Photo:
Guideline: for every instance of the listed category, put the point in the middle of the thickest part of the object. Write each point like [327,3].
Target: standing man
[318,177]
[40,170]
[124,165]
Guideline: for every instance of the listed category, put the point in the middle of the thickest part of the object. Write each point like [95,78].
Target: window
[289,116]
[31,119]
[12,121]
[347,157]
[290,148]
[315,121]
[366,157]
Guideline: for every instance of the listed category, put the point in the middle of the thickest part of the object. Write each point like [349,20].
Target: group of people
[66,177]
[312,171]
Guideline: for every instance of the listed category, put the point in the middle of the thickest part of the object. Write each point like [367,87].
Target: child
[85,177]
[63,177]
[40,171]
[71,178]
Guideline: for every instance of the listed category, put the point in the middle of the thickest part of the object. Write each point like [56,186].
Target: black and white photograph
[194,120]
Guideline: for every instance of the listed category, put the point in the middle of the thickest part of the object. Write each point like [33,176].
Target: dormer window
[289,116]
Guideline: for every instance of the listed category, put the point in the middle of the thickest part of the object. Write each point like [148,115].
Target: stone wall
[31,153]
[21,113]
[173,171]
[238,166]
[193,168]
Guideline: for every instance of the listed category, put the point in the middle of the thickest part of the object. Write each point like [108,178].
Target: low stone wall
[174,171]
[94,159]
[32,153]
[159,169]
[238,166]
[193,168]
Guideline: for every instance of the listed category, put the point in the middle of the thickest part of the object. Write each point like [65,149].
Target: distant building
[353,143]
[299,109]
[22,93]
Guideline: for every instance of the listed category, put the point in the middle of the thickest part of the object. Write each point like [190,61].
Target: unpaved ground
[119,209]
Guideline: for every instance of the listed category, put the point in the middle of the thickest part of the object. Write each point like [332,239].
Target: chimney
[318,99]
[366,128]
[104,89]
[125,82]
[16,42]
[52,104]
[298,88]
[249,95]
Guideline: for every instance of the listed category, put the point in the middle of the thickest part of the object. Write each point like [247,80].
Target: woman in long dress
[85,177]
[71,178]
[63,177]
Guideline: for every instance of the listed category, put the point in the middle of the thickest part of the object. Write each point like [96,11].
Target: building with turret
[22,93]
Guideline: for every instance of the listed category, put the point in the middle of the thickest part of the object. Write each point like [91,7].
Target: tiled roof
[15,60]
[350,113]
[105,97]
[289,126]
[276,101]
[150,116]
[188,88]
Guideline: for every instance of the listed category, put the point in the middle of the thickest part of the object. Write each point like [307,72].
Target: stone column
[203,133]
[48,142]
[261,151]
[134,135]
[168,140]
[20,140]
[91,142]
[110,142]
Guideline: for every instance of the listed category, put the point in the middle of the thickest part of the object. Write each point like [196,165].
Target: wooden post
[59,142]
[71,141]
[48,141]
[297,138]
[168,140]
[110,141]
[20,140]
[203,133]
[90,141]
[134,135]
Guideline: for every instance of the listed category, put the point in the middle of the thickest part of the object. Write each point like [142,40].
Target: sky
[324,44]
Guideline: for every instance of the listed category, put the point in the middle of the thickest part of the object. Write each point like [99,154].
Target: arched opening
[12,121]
= = = = =
→ Assigned task: Copy every record above exactly as it is.

→ Solution to this task:
Photo:
Guideline: for every instance of the listed category, put the point in the middle of the thickest part of the object. Write each point like [327,3].
Target: standing man
[318,177]
[40,170]
[124,165]
Guideline: for every instance of the listed category, put the point in the middle of the thickest part of the object. Write each point like [95,78].
Target: window
[289,116]
[31,119]
[12,121]
[347,157]
[290,148]
[315,121]
[366,157]
Guideline: for every instance of the listed category, put the point in the middle of the thickest part of the object. Write each point like [349,20].
Target: group of people
[66,177]
[312,171]
Guideline: for every instance of the listed category, put the point in the middle of the thickest part of the object. Write each point like [367,87].
Target: child
[85,177]
[63,177]
[40,171]
[71,178]
Guideline: for every instance of the listed category, put the point in the middle of the thickest part of the object. Write each point like [56,186].
Target: black and white photograph
[194,120]
Guideline: for every instance of the listed category, put the point in the middle of the thickest part of the object. Write each point like [33,176].
Target: dormer window
[289,116]
Guideline: for every instance of the listed category, put the point in the middle of the thickest part of the object. Write each point like [148,115].
Target: stone wall
[31,153]
[21,113]
[173,171]
[238,166]
[193,168]
Guideline: for every instance of the listed category, put the point in the middle of the thickest part of the object. Write each point like [108,178].
Target: low stone wall
[174,171]
[94,159]
[32,153]
[159,169]
[238,166]
[193,168]
Guideline: for every instance of the listed category, put the point in the middle of the thickest part of the object. Write each point like [65,149].
Target: distant building
[353,143]
[299,109]
[22,93]
Guideline: for every instance of the listed category, put the point in the middle of the thickest part of the object. Write each point like [190,61].
Target: unpaved ground
[119,209]
Guideline: for every instance of the listed category, put the point in the middle of the thickest part of the object. Write each point like [332,239].
Target: chimney
[318,99]
[366,128]
[104,89]
[125,82]
[16,42]
[52,104]
[298,88]
[249,95]
Guideline: for every instance of the listed category, put the point in the middle of the thickest part of the object. Write each point like [247,80].
Target: woman in long dress
[85,177]
[71,178]
[63,177]
Guideline: for every instance of the listed category, put the point in the middle of the thickest part of the object. Write each point like [96,11].
Target: building with turret
[22,93]
Guideline: for every instance of the listed category, put the point in the middle of the thickest part of the object. Write each point like [91,7].
Target: tiled roof
[15,60]
[350,113]
[105,97]
[289,126]
[276,101]
[150,116]
[188,88]
Guideline: for every instance of the listed category, put the point in the middle of the thickest part of the object. Write each point like [307,72].
Target: stone column
[203,133]
[48,142]
[261,151]
[134,135]
[168,140]
[20,140]
[91,142]
[110,142]
Guideline: for every instance of the listed category, put the point in the middle of the thickest part of the object. Write each point like [196,165].
Target: wooden post
[59,142]
[71,141]
[48,141]
[297,138]
[168,140]
[110,141]
[20,140]
[203,133]
[90,141]
[134,135]
Guideline: for every instance of the listed category, put the point in the middle of the thickest part of the object. Write each point like [142,40].
Target: sky
[324,44]
Guideline: for every instance of the listed category, put the point in the middle of the thickest part of the object. Write each point like [99,154].
Target: arched opening
[12,121]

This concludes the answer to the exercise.